- _Consignes_
**A.** Dans l'extrait sur la Une de Jeune Afrique, quel titre figurait en couverture à propos des terroristes qui ont frappé en Catalogne ?
**B.** Reproduisez tout le passage de l'extrait sur la Une de Jeune Afrique, de «Prenez la polémique» jusqu'à «crise de nerfs.».

- _Extrait du texte_
· · · · ·
Le 03/09/2017 à 11h17

Je me souviens de Mohamed Choukri, quelques mois avant sa mort, assis au milieu d’un petit cercle d’intellectuels et journalistes. L’un d’eux demanda à l’écrivain: «N’avez-vous pas peur de donner (à travers vos livres) une mauvaise image du Maroc?». Choukri haussa les épaules et répondit quelque chose comme: «Je m’en fous !».

L’intellectuel et l’artiste sont souvent à la recherche de cette faille, de ce petit quelque chose qui cloche à l’intérieur d’une société, de ce lézard et de cette fissure dans le mur. Plus la société se veut puritaine, solidaire, exemplaire, irréprochable, plus la faille sera belle, explosive, intéressante.

Par extension, les chercheurs, les journalistes aussi, et tous ceux qui sont payés pour expliquer leur société et la raconter, sont à la recherche de la faille et du petit quelque chose qui cloche. Ils traquent l’imperfection comme d’autres cherchent l’or au fond des montagnes. C’est un rôle essentiel, vital, car une société dont on ne dit pas les travers n’avance jamais: elle est comme une autruche dont la tête est enfouie dans le sable.

Quant à la préservation de la bonne image et de la bonne réputation du pays et de la société, on peut faire confiance aux offices de tourisme, aux chargés de com’ et même à certains hommes politiques, pour remplir ce rôle. Ces gens sont payés pour laver plus blanc, lustrer, vernir et caresser dans le sens du poil.

Prenez la polémique soulevée en un rien de temps par la Une de Jeune Afrique, et qui disait «Born in Morocco (nés au Maroc)» en évoquant les terroristes qui ont frappé en Catalogne. Le titre, avec la symbolique du drapeau national en arrière-fond, titille le subconscient du lecteur marocain moyen. Il fait mal ou peut faire mal parce qu’il va droit à l’essentiel et convoque tout de suite une fibre nationaliste extrêmement sensible, voire susceptible.

Born in Morocco joue, bien entendu, avec l’amalgame et peut laisser penser que c’est le terrorisme et pas seulement les terroristes qui est né au Maroc. Cela peut choquer quand, en face, celui qui lit a la sensibilité à fleur de peau et qu’il est constamment au bord de la crise de nerfs.

Mais ce n’est pas le plus important.

Aussi équivoque soient-il, le titre et l’illustration de nos confrères de Jeune Afrique ont l’avantage de nous sortir la tête du sable. Ils n’y vont pas par quatre chemins et nous disent ce que nous ne voulons pas entendre. Et qui est pourtant énorme, comme un coup de tonnerre. Tous les terroristes qui ont ensanglanté la Catalogne sont Marocains. Oui, Marocains, tous !

C’est assez unique. Cela nous interpelle au plus haut point. Cela nous concerne directement. C’est notre problème. Et il va bien falloir sortir la tête du sable pour regarder cela en face et essayer de comprendre ce qui nous arrive…

Et ça, c’est le boulot des sociologues, des intellectuels et de tous ceux, comme Mohamed Choukri, dont le rôle est de «faire mal».
· · · · ·
- _Données fournies_
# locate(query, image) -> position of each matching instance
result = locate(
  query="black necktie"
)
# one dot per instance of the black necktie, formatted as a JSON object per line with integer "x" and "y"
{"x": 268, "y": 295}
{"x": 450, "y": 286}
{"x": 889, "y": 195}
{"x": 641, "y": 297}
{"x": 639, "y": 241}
· · · · ·
- _Solutions ci-dessous_
**A.** «Born in Morocco (nés au Maroc)».

**B.**
Prenez la polémique soulevée en un rien de temps par la Une de Jeune Afrique, et qui disait «Born in Morocco (nés au Maroc)» en évoquant les terroristes qui ont frappé en Catalogne. Le titre, avec la symbolique du drapeau national en arrière-fond, titille le subconscient du lecteur marocain moyen. Il fait mal ou peut faire mal parce qu’il va droit à l’essentiel et convoque tout de suite une fibre nationaliste extrêmement sensible, voire susceptible.

Born in Morocco joue, bien entendu, avec l’amalgame et peut laisser penser que c’est le terrorisme et pas seulement les terroristes qui est né au Maroc. Cela peut choquer quand, en face, celui qui lit a la sensibilité à fleur de peau et qu’il est constamment au bord de la crise de nerfs.